PROBLEMS TO WORK ON —
1 - Set down the text of the passage on dogs' fear of cars between "Anxiety is common" and "alone with positive reinforcement.", inclusive.
2 - Translate this sentence from the passage on dogs' fear of cars into Spanish: "Many anxieties and phobias can be helped through training and conditioning."
3 - Continue the article on overcoming a dog's fear of cars from its last sentence onward.

---------- DOCUMENT EXCERPT ----------

[A] Overcoming Car Fear
#1
CAR FEAR

Anxiety is common among dogs for a wide variety of reasons, sometimes situational and sometimes based on personality. Anxiety comes about through different fears or phobias, and is expressed through various behaviors including constant barking, excessive licking or grooming, destroying everything from clothes to walls and door frames, eliminating indoors even when housebroken, or even reacting snappish or aggressively toward people or other animals.
Many anxieties and phobias can be helped through training and conditioning. For instance, separation anxiety (the fear of being left alone) is extremely common among dogs and can often be dramatically improved or even eliminated by gradual conditioning to being alone with positive reinforcement. 
Unless you have ever had a dog like this then you couldn’t imagine the stress it causes, I have had two brought in from Hungary ,  don’t know why they were so frightened of many things especially travelling inside a car but they were and we had to combat it for safety reasons if nothing else. The good news is that by training your dog one step at a time and creating positive associations to replace his fearful ones, you can overcome his fear of cars.

---------- DATA SHOWN ----------

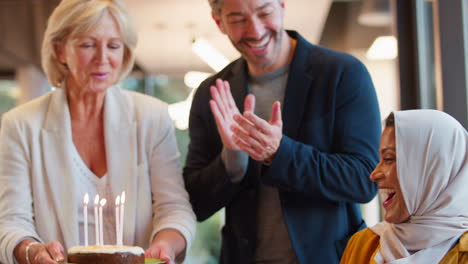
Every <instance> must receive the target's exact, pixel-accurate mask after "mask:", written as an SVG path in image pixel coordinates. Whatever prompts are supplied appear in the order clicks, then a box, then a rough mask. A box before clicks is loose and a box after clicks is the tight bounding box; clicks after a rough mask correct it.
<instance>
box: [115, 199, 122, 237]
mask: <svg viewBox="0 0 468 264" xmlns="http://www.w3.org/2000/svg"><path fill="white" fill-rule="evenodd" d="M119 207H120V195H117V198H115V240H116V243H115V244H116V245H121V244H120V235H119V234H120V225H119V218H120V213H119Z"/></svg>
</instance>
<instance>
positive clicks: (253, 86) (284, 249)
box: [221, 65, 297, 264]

----------
---------- DATA SHOWN ----------

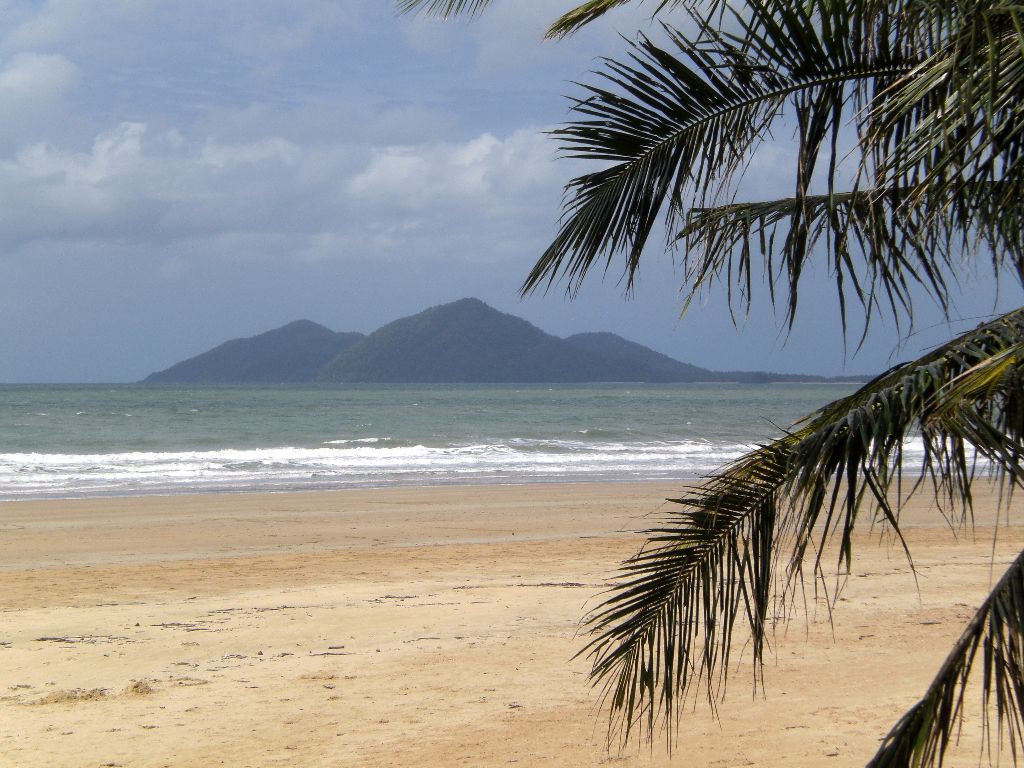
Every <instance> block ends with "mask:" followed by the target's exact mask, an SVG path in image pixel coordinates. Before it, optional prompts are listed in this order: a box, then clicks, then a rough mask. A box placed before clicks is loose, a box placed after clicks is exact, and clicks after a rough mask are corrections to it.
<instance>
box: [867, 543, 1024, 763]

----------
---------- DATA SHOWN ----------

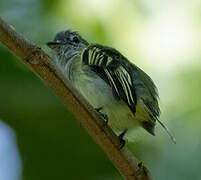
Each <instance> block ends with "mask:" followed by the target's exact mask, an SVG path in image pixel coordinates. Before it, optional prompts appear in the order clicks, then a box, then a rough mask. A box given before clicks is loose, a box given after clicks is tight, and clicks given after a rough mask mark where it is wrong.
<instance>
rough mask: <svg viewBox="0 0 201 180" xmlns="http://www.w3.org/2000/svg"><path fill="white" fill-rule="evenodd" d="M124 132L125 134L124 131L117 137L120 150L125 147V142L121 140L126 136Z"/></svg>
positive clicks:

----------

RESPONSES TO THE EXERCISE —
1 -
Anxiety is common among dogs for a wide variety of reasons, sometimes situational and sometimes based on personality. Anxiety comes about through different fears or phobias, and is expressed through various behaviors including constant barking, excessive licking or grooming, destroying everything from clothes to walls and door frames, eliminating indoors even when housebroken, or even reacting snappish or aggressively toward people or other animals.
Many anxieties and phobias can be helped through training and conditioning. For instance, separation anxiety (the fear of being left alone) is extremely common among dogs and can often be dramatically improved or even eliminated by gradual conditioning to being alone with positive reinforcement.

2 - Muchas ansiedades y fobias pueden mejorarse mediante el entrenamiento y el condicionamiento.

3 -
I will always ask owners how much this stresses THEM not their pet, as the pet reads their anxiety and this adds to any fear irrational or not that Fid has. So I always advise

STAY CALM

FEEL HAPPY

DO NOT GET AGITATED

Secondly I will ask Do you recognise the signs of fear in Fido?
This is IMPORTANT as you need to know if Fido is just feeling a little anxious or is he /she feeling I HATE THIS I HATE THIS I DO NOT WANNA DO THIS ?

Common signs of fear are trembling, panting, whining, drooling, cowering, and tucking his tail.
Signs that your dog is relaxed include relaxed posture, normal breathing, tails and ears held normally (not tucked or lowered), wagging, and eating at a normal pace.
To Train any dog successfully you need to separate the fear from anxiety ,taking the same methods we just need to approach them slower.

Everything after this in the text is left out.